▶ [THE REQUEST]:
Find each line in the data below that contains the word "white" and copy every such line in full.

▶ [DATA SHOWN]:
◆ ◆ ◆ ◆ ◆ ◆ ◆
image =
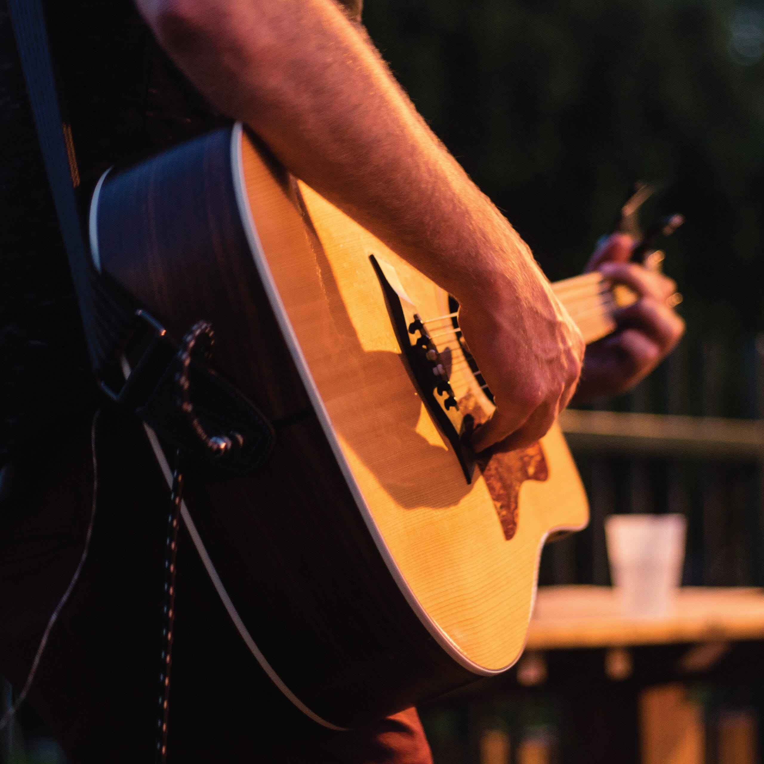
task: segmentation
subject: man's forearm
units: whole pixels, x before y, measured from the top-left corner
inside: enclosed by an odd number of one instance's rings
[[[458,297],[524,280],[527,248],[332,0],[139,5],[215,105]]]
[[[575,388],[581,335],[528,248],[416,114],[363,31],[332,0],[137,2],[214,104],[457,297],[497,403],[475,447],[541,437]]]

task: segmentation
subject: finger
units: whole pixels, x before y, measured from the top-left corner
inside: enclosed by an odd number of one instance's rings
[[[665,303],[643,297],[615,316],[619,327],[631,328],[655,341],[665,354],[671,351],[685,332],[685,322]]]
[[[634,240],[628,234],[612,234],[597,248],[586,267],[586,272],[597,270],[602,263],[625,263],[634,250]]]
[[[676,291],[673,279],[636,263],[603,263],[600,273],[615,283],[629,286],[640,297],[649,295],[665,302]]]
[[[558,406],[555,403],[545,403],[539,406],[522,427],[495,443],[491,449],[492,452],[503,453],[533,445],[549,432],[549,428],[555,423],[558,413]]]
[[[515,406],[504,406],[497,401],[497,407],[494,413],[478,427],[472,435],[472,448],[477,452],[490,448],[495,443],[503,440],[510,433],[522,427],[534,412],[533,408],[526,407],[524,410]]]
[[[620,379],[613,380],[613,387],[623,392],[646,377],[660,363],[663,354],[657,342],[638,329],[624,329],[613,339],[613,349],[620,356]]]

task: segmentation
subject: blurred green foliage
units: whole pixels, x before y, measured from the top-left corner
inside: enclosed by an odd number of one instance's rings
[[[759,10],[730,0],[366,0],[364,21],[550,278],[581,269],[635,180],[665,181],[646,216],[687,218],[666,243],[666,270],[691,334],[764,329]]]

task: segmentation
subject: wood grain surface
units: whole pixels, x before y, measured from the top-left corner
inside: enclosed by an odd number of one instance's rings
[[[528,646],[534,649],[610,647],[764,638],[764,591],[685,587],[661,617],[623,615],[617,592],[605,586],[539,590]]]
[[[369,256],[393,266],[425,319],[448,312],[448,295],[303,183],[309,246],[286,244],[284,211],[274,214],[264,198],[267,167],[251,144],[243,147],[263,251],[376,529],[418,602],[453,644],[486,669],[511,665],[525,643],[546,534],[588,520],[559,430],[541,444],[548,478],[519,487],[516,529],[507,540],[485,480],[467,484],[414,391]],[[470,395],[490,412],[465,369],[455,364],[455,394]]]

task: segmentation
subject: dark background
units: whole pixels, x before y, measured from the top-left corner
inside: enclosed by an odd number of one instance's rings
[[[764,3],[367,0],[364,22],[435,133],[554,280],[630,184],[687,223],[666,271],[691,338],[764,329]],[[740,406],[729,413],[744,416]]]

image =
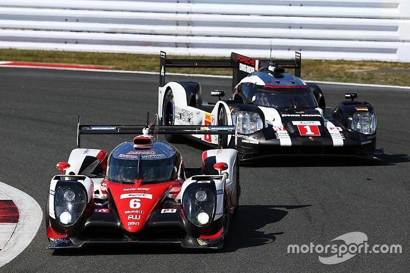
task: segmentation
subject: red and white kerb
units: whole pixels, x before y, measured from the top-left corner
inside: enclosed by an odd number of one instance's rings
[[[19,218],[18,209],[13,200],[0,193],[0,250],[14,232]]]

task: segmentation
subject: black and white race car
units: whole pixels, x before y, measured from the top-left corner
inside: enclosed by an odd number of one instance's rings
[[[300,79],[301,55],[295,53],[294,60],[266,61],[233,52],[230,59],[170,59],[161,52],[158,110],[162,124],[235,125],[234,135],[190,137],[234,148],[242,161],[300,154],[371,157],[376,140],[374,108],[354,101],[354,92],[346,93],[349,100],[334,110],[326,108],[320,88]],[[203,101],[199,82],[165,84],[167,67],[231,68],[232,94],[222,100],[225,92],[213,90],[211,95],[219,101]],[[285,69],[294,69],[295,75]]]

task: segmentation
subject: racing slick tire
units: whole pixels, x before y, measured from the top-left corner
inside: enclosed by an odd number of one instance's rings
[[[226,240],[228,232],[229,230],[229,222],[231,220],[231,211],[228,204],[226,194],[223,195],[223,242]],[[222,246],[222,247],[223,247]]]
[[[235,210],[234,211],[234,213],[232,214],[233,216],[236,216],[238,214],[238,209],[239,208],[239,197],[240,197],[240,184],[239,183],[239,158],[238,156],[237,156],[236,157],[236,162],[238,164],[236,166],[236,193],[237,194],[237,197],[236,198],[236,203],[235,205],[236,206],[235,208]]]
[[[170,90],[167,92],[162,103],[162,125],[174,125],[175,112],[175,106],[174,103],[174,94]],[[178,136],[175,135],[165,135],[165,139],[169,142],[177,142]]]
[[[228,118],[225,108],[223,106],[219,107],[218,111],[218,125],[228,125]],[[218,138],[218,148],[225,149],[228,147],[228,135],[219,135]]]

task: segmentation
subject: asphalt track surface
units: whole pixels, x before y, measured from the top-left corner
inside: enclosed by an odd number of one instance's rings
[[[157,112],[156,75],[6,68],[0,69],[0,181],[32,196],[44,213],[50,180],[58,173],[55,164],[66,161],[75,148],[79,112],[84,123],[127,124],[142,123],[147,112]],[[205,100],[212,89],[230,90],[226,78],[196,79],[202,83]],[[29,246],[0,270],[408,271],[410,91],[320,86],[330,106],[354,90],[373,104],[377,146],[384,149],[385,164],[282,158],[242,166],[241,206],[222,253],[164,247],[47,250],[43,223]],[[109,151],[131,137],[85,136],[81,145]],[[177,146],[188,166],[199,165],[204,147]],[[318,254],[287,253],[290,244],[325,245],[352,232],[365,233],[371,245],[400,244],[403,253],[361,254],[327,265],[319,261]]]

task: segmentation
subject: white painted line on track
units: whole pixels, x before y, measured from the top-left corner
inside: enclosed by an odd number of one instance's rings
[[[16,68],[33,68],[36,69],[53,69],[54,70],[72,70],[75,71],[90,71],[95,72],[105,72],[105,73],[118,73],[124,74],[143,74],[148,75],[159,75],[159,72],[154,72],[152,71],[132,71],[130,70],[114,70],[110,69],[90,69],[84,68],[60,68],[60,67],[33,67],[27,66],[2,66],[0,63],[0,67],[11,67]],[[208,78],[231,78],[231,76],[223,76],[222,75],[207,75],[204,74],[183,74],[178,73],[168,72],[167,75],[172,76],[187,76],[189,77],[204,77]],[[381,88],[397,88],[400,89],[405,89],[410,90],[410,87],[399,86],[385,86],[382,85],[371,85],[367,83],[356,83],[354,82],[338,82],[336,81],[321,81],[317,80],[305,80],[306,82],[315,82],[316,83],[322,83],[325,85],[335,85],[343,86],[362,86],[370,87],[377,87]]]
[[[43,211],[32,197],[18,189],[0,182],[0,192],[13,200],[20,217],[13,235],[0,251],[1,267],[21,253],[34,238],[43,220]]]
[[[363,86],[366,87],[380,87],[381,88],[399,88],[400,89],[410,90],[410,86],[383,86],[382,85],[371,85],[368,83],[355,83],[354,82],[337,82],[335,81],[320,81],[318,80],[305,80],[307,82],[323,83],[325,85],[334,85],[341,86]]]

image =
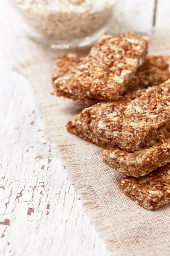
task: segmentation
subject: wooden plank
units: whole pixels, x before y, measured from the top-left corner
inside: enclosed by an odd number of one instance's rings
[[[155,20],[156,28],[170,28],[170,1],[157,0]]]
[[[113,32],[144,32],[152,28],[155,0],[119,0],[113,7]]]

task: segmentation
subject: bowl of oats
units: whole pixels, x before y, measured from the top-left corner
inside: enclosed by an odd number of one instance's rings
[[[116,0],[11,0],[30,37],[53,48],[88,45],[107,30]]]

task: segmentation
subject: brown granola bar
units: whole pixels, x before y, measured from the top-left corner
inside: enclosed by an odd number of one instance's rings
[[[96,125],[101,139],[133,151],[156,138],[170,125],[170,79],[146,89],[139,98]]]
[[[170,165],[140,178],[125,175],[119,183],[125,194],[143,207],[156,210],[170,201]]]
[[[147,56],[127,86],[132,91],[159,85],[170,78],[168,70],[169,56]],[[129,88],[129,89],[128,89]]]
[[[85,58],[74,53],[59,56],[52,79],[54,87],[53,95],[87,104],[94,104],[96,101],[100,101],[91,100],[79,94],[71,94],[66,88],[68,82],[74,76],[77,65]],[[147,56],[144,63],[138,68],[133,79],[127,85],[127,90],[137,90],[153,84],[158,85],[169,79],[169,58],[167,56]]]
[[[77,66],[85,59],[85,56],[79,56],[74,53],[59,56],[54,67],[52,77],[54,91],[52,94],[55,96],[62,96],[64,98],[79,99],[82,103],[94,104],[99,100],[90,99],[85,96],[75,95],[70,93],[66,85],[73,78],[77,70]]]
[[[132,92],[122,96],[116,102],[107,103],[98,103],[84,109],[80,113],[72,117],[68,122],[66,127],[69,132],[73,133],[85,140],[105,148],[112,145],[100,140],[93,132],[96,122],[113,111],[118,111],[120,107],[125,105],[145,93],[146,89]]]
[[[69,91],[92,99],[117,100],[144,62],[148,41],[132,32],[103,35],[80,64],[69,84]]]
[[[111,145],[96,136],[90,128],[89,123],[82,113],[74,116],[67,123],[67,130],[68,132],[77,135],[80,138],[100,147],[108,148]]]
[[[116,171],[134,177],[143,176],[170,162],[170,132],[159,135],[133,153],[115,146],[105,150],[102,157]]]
◆ ◆ ◆ ◆ ◆ ◆ ◆
▶ [TASK OUTPUT]:
subject: red and white kerb
subject: black and white race car
subject: white painted line on track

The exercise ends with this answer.